**Votre consigne:** D'après le fil de discussion sur la chauffe de l'iBook G4, quelle plage de température la réponse de Tox qualifie-t-elle de normale ?

**Texte à lire:**
..............................
# mon ibook g4 chauffe est ce normal?



## bendder (7 Septembre 2005)

mon i book G4 1,2 ram 768 chauffe pas mal je trouve depuis que je suis passé a tiger sans trop travaillé le cpu chauffe a 40 50°c voir 60° quand je travail intensément sur i mouvie ou garage bande voir photoshop il a meme defois déclenché le ventillateur (normaleme on lentant pas le ventillateur)

est ce normal? 
quelle est le tempérture a ne pas dépasser ?


----------



## Adrienhb (7 Septembre 2005)

Bienvenue!

Vérifie avant tout que tu ne doives pas échanger ta batterie:
http://www.apple.com/fr/support/batteryexchange/

A.


----------



## Tox (7 Septembre 2005)

40 à 50 degrés me semble une température normale... Surtout si tu l'emploie sur une surface empêchant son bon refroidissement ou si tu l'utilise sur secteur. Le ventilateur se déclenche parfois, dans ces conditions, sur mon iBook.


----------



## bendder (7 Septembre 2005)

non ma batterie c'est ok

et sinon comment faire pour mieux le ventiller?


----------



## weeket (8 Septembre 2005)

moi aussi mon G3 ibook 384 mo de ram et 900mhz chauffe, et je sais pas pourquoi
et il plante bcp aussi ce qui met en marche la ventille
a+


----------



## Adrienhb (8 Septembre 2005)

bendder a dit:
			
		

> non ma batterie c'est ok


Bion c'est déjà ça, tant mieux.
..............................
**Extrait de données:**

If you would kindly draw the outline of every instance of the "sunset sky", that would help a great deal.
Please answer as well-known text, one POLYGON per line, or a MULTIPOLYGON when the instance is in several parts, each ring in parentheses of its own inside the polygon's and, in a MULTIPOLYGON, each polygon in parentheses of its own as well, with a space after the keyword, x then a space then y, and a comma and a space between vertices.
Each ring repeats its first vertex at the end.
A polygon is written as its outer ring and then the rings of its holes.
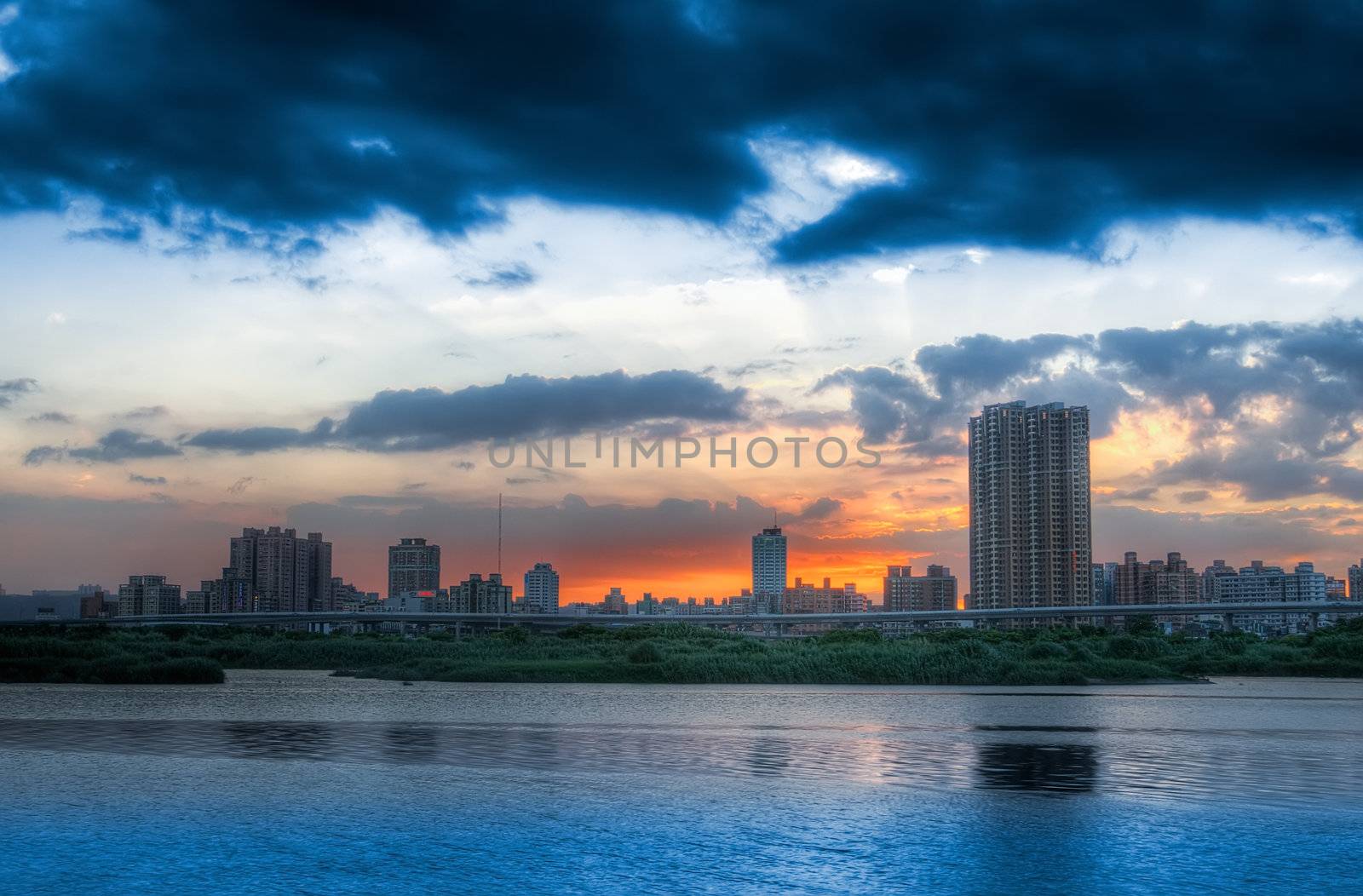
..............................
**Réponse rédigée:** De 40 à 50 degrés.